== Do this ==
Rewrite the lines of the listing as a numbered list, starting at the line that contains "Could you please point out the seated" and ending at the last line of the listing. Leave out any blank lines.

══════════════════════════════

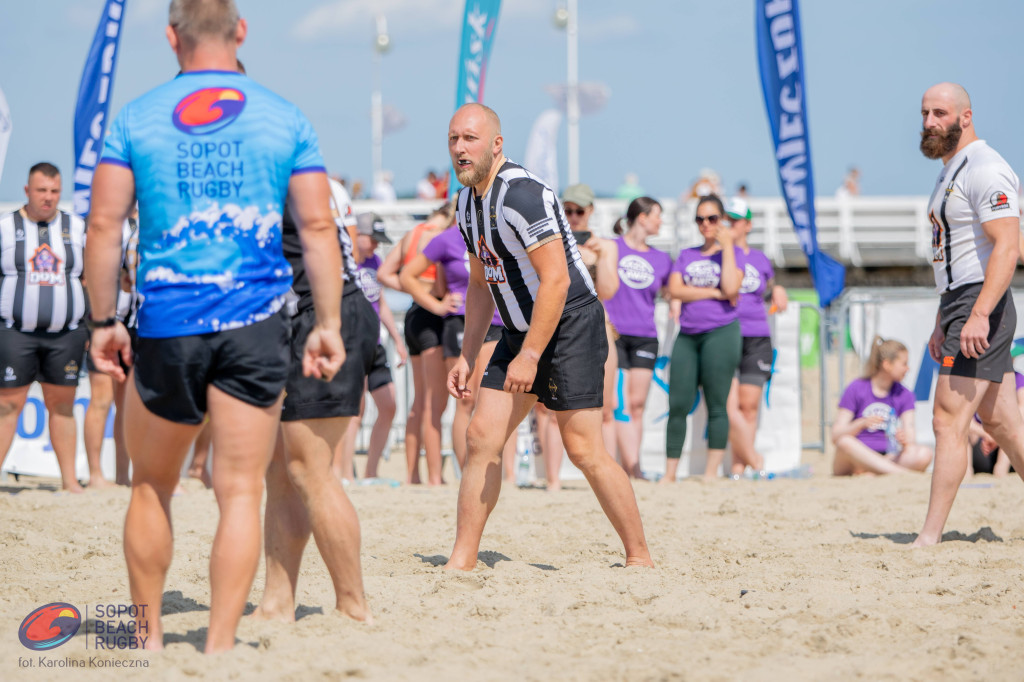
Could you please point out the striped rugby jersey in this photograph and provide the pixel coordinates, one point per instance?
(41, 265)
(518, 214)
(977, 185)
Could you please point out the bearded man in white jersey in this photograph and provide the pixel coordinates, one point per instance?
(552, 348)
(975, 226)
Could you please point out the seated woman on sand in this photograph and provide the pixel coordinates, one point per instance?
(873, 431)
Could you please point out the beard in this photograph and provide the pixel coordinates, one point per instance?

══════════════════════════════

== Answer to this task ==
1. Could you please point out the seated woman on sand in this photograph and provide the pixel coordinates, one point per instance?
2. (873, 431)
3. Could you please point out the beard in this photograph and provide the pixel coordinates, one point per instance?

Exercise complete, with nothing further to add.